* **Goal**
Reproduce each of the rows below verbatim, one after another.

* **Given data**
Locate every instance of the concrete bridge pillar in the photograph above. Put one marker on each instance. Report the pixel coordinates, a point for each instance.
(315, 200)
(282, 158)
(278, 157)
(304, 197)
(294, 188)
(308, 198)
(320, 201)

* **Written solution**
Locate every instance of the concrete bridge pillar in the photograph above. Put one marker on each instance. Report the pixel coordinates, a point for each instance.
(315, 200)
(282, 158)
(278, 157)
(304, 197)
(294, 188)
(308, 198)
(320, 201)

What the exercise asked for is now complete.